Attività >>
(1) Come riassumeresti in due frasi il testo sulle giornate dedicate alla malattia di Huntington?
(2) Puoi riportare il passo del testo sulle giornate dedicate alla malattia di Huntington compreso tra "L’Huntington è una" e "confronti della malattia.", estremi inclusi?

Testo selezionato >>
* * *

(La Stampa.it) Per il terzo anno consecutivo (dal 21 al 29 giugno) si sono svolte a Milano le giornate di consapevolezza sulla malattia di Huntington, promosse da Huntington Onlus La rete italiana della Malattia di Huntington e da AICH Associazione Italiana Corea di Huntington Milano Onlus, per sensibilizzare e informare sulla realtà della grave patologia neurologica causata da un gene scoperto nel 1993.
L’Huntington è una patologia ereditaria degenerativa del Sistema Nervoso Centrale che tende a insorgere fra i 30 e i 50 anni modificando completamente le abitudini quotidiane, le capacità cognitive e l’autonomia di chi ne soffre, poiché si caratterizza per i movimenti involontari patologici, gravi alterazioni del comportamento e un progressivo deterioramento cognitivo
Secondo nome: Huntington. Design for all, Design for Huntington
Fra le molte iniziative che hanno caratterizzato l’edizione degli Huntington’s Days di quest’anno è di sicuro interesse l’inaugurazione della mostra «Secondo nome: Huntington» presso La Triennale di Milano, un evento caratterizzato dalla messa a disposizione del design nei confronti della malattia.

* * *

Voci mostrate >>

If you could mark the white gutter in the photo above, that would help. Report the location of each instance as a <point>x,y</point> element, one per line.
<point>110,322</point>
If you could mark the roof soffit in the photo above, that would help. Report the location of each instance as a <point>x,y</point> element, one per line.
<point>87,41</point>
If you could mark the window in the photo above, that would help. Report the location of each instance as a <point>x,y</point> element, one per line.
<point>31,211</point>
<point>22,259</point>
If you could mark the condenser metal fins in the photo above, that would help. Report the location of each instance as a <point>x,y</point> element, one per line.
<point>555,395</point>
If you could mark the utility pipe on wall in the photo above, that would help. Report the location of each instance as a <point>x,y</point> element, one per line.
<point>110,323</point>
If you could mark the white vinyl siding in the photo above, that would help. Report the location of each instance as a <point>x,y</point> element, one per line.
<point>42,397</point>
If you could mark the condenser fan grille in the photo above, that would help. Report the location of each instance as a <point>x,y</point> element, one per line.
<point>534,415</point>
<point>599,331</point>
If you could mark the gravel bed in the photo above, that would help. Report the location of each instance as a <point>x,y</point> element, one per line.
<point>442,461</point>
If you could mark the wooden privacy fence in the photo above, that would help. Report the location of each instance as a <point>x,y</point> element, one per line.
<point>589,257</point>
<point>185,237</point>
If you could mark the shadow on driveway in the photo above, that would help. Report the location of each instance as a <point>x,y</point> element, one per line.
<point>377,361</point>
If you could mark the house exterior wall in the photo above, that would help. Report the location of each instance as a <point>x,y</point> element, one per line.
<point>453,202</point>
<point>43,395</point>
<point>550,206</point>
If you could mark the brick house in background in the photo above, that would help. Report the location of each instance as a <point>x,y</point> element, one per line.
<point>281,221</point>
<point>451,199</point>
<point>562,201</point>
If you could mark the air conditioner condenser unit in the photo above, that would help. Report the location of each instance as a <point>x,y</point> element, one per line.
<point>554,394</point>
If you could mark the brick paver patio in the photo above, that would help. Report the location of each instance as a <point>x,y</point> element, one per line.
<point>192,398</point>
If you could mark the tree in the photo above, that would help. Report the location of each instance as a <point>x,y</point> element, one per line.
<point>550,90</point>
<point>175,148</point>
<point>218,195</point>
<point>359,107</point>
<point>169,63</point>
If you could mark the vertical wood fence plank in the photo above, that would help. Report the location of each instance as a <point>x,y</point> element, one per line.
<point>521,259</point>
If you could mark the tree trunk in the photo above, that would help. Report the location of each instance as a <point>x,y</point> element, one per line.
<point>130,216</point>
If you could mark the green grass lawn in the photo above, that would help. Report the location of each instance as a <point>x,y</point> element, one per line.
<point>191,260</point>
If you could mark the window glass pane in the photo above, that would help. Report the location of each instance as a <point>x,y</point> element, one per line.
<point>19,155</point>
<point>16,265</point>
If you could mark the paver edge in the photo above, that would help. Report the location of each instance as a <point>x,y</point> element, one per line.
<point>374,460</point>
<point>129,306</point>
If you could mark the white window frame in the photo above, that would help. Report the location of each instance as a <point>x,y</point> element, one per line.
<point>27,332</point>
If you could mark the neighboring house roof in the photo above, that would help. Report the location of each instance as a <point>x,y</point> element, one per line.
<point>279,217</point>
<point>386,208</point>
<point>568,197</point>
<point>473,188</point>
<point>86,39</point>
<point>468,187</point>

* * *

Risposte attese >>
(1) Per il terzo anno consecutivo si sono svolte a Milano le giornate di consapevolezza sulla malattia di Huntington. Questa patologia è ereditaria e degenerativa, tende a insorgere fra i 30 e i 50 anni e, tra le iniziative di quest'anno, spicca la mostra «Secondo nome: Huntington» alla Triennale di Milano, che mette il design al servizio della malattia.

(2)
L’Huntington è una patologia ereditaria degenerativa del Sistema Nervoso Centrale che tende a insorgere fra i 30 e i 50 anni modificando completamente le abitudini quotidiane, le capacità cognitive e l’autonomia di chi ne soffre, poiché si caratterizza per i movimenti involontari patologici, gravi alterazioni del comportamento e un progressivo deterioramento cognitivo
Secondo nome: Huntington. Design for all, Design for Huntington
Fra le molte iniziative che hanno caratterizzato l’edizione degli Huntington’s Days di quest’anno è di sicuro interesse l’inaugurazione della mostra «Secondo nome: Huntington» presso La Triennale di Milano, un evento caratterizzato dalla messa a disposizione del design nei confronti della malattia.